**PROBLEM:** Copy each line of the records that contains the word "photo".

**MATERIAL FOR THIS TASK:**
*** Begin section ***

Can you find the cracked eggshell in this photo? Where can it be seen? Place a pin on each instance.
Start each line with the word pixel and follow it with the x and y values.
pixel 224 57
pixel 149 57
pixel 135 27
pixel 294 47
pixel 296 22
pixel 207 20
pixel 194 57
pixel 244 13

*** End section ***
*** Begin section ***

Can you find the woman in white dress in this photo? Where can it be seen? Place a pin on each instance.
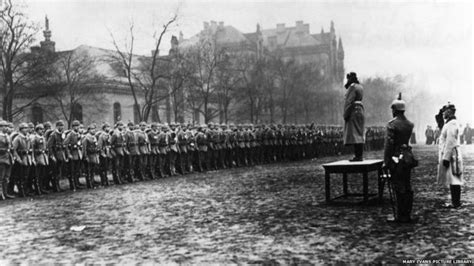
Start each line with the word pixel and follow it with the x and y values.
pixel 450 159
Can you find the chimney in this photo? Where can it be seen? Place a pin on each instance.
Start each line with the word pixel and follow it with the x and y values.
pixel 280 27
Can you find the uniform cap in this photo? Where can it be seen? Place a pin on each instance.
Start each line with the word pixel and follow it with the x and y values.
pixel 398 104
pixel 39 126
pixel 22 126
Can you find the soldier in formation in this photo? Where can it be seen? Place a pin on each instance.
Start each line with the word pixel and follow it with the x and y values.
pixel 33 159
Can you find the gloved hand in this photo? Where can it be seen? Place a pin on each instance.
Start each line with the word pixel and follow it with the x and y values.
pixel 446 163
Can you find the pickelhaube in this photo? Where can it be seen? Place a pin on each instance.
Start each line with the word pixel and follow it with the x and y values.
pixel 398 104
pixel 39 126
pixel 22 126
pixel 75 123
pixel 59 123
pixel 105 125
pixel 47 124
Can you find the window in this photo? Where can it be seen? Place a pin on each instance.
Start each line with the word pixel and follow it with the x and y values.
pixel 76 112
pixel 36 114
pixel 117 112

*** End section ***
*** Begin section ***

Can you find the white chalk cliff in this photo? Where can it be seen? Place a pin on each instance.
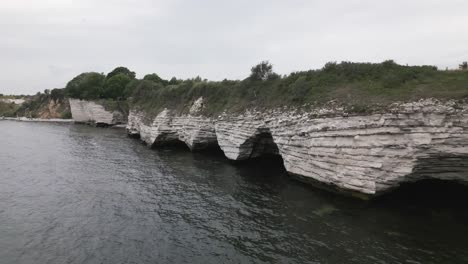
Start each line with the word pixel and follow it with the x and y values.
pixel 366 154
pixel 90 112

*** End section ***

**RESULT BELOW:**
Can you find the cracked eggshell in this photo? Where can it be seen? Place a pin on each instance.
Can you find the woman in white dress in this photo? Where can it be seen? Place a pin on each instance.
Can you find the chimney in this photo? Where can it be seen? Place a pin on each instance.
Can you find the uniform cap in this photo? Where can it be seen? Place a pin on each instance.
Can you find the soldier in formation in this photo? Where can it be seen? Place a pin on each instance.
Can you find the gloved hand in this photo? Where can it be seen? Place a pin on each instance.
Can you find the pickelhaube in this photo? Where can it be seen? Place a pin on each instance.
Can you find the window in this photo? Where can it be seen? Place a pin on each instance.
Can you find the white chalk cliff in this photo? Where can it be seen? Place a pin on each instance.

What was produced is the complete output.